## BEGIN READING PASSAGE

Fraud probe loss tops $15 million
Detectives have now identified about 45 people whose total losses exceeded $15 million in a case involving a local real estate investor under investigation for fraud.
Fredericksburg Police Department Detective Wayne Hunnicutt met with an FBI agent Friday afternoon to discuss the investigation involving longtime area resident James Ashby Moncure.
Moncure, 41, is being investigated on claims that he borrowed money from people and did not use the funds for the stated purpose of making real estate investments in the area. On March 4, he sent a long email to noteholders indicating that he would not be able to repay the promissory notes despite his original good intentions.
Since the email went out, Fredericksburg police and the FBI have been jointly investigating the case under code sections involving obtaining money by false pretense and securities fraud. The FBI has assigned an agent from its Richmond division.
Though no charges have been filed, police say there could ultimately be a separate charge for each victim.
Not all of the roughly 45 noteholders identified so far are local, said Fredericksburg police spokeswoman Natatia Bledsoe. She said others who lost money can contact Detective Hunnicutt to provide their information.
Bledsoe said police are aware of the current whereabouts of Moncure, a Stafford County native who graduated from North Stafford High School and Mary Washington College.
Police have now obtained warrants to search nine banks for financial records associated with Moncure and his wife between January 2009 and this past March 14: Virginia Partners Bank, Central Pacific Bank, J.P. Morgan Chase Bank, Union First Market Bank, Stellar One Bank, PNC Bank, Bank of America, BB&T and Wells Fargo Bank.
Moncure withdrew “large amounts of cash” from several banks the day before the email went out to noteholders and others in the community, according to a search warrant affidavit filed Thursday in Fredericksburg Circuit Court. The affidavit also indicates that $1.286 million was wired from one of Moncure’s accounts with Virginia Partners Bank to several other banks between this past Jan. 8 and Jan. 29.
“By obtaining copies of Moncure’s bank statements, wire transfers, deposits, etc., your Affiant intends to follow the money trail and ascertain what Moncure actually used the victim’s money for,” reads the affidavit.

## END READING PASSAGE
## BEGIN SUPPLIED MATERIAL

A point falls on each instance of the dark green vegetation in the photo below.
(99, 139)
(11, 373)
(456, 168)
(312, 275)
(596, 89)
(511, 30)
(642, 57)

## END SUPPLIED MATERIAL

Copy the fraud investigation article from "Not all of the" to "Wells Fargo Bank.", but change "spokeswoman" to "spokesperson". Use only the fraud investigation article for this work.

RESPONSE TO THE TASK:
Not all of the roughly 45 noteholders identified so far are local, said Fredericksburg police spokesperson Natatia Bledsoe. She said others who lost money can contact Detective Hunnicutt to provide their information.
Bledsoe said police are aware of the current whereabouts of Moncure, a Stafford County native who graduated from North Stafford High School and Mary Washington College.
Police have now obtained warrants to search nine banks for financial records associated with Moncure and his wife between January 2009 and this past March 14: Virginia Partners Bank, Central Pacific Bank, J.P. Morgan Chase Bank, Union First Market Bank, Stellar One Bank, PNC Bank, Bank of America, BB&T and Wells Fargo Bank.